### Tarefa breve A:
Liste todos os objetos materiais citados como exemplos no trecho sobre a analogia do ser.
===
Santos Tema Analogia

ANÁLISE DO TEMA DA ANALOGIA
Os que defendem a analogia no ser alegam a seu favor que o ser finito é tão dissemelhante do infinito, que entre o ser do homem e o de Deus, há apenas uma analogia de proporção.

Não é de admirar que se afirme haver uma incomensurabilidade entre nós e Deus, pois há incomensurabilidade até entre o que se dá aqui, como entre o diâmetro e a circunferência, e nas proporções dos números de ouro dos pitagóricos.

O infinito não tem medida; o infinito é medida qualitativa do finito.

Essas medidas não são unívocas, mas análogas (de participação), afirmam os que defendem a analogia do ser.

Na analogia, há a participação do analogado ao analogante, e tal participação indicia a identificação mais remota ou próxima, segundo o nosso esquema.

Na ordem noética, a participação chama-se analogia; na ordem ontológica, a analogia chama-se participação.

Os esquemas noéticos, que, por abstração, construímos, participam dos esquemas concretos dos fatos, que os captamos apenas como quididades noéticas, reduzidas a esquemas eidético-noéticos. Nesta maçã, por sua vez, o seu esquema concreto participa do esquema essencial da maçã, pois ela não esgota as possibilidades desta, mas apenas um setor dessas possibilidades, da mesma forma que esses três livros não esgotam, enquanto três, no esquema concreto de três, aqui e agora, hic et nuns, as possibilidades concretas do esquema essencial três, que é um pensamento do ser, e que pode, concretamente, surgir em três cadeiras, três mesas, etc. Portanto, o esquema essencial (o arithmós, no sentido pitagórico, já por nós estudado em “Teoria do Conhecimento”) é do ser, subsistente no ser, é um poder do ser, cuja existencíalização (para empregarmos uma expressão bem aviceniana) se faz por participação. Esses livros são três, o três há neles, concretamente, não está neles, por que o arithmós três, neles concrecionado, é participante de três como arithmós essencial (esquema essencial).

Portanto, há nesses três livros uma analogia com três, e uma analogia com três mesas, cadeiras. E são eles análogos porque participam do mesmo esquema essencial; por isso, na ordem ontológica, a analogia chama-se participação.
===
### Tarefa breve B:
Reproduza sem alterações as linhas de dados que começam na linha que contém "of the tree" e terminam no final dos dados.
===
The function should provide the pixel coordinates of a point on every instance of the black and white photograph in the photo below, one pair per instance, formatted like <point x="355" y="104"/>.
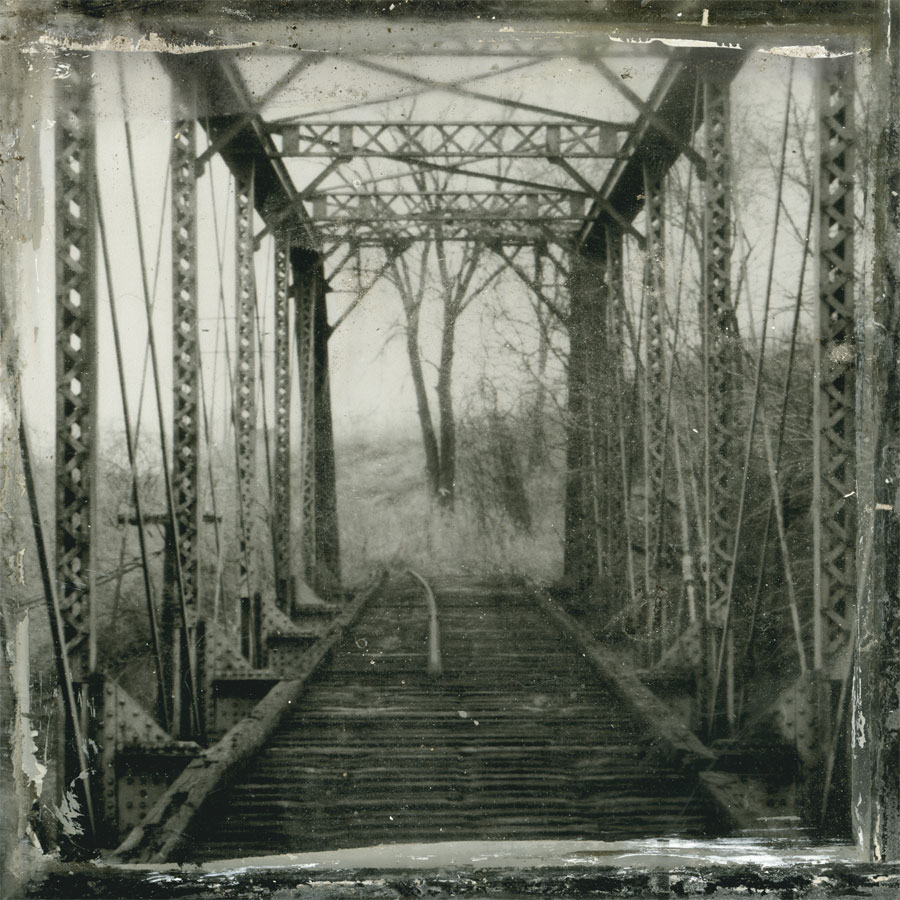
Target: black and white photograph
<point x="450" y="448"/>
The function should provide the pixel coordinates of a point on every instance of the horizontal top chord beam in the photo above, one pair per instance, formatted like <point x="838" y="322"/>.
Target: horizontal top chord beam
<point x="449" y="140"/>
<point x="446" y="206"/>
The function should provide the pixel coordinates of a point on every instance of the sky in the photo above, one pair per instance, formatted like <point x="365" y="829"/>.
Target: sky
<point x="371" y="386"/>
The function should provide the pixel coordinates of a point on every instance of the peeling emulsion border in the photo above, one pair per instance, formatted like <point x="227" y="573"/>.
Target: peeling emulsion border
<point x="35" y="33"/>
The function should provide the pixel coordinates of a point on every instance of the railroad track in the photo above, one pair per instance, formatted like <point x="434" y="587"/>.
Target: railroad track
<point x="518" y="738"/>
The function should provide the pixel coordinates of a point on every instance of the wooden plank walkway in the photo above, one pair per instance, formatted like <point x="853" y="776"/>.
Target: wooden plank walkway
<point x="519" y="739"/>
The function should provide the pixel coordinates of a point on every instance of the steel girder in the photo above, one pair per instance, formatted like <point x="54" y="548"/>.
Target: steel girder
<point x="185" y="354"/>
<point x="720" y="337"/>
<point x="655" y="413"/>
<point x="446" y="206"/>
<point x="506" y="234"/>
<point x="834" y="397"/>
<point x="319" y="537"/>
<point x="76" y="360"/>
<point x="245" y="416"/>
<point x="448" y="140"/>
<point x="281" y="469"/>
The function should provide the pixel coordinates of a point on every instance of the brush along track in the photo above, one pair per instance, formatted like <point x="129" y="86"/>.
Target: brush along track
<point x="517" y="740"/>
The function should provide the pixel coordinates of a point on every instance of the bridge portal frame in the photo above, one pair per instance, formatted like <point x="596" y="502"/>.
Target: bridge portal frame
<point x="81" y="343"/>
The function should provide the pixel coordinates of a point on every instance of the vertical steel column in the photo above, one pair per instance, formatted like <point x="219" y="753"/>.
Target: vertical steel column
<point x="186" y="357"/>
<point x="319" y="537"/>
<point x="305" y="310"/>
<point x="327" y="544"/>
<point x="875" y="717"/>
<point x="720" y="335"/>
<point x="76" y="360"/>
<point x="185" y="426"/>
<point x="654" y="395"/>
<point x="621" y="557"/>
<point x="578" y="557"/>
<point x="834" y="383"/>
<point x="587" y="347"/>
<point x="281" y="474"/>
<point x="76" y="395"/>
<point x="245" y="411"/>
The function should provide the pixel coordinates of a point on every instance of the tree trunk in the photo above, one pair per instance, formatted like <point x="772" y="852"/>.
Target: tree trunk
===
### Solução proposta A:
maçã
livros
cadeiras
mesas

### Solução proposta B:
The function should provide the pixel coordinates of a point on every instance of the tree trunk in the photo above, one pair per instance, formatted like <point x="772" y="852"/>.
Target: tree trunk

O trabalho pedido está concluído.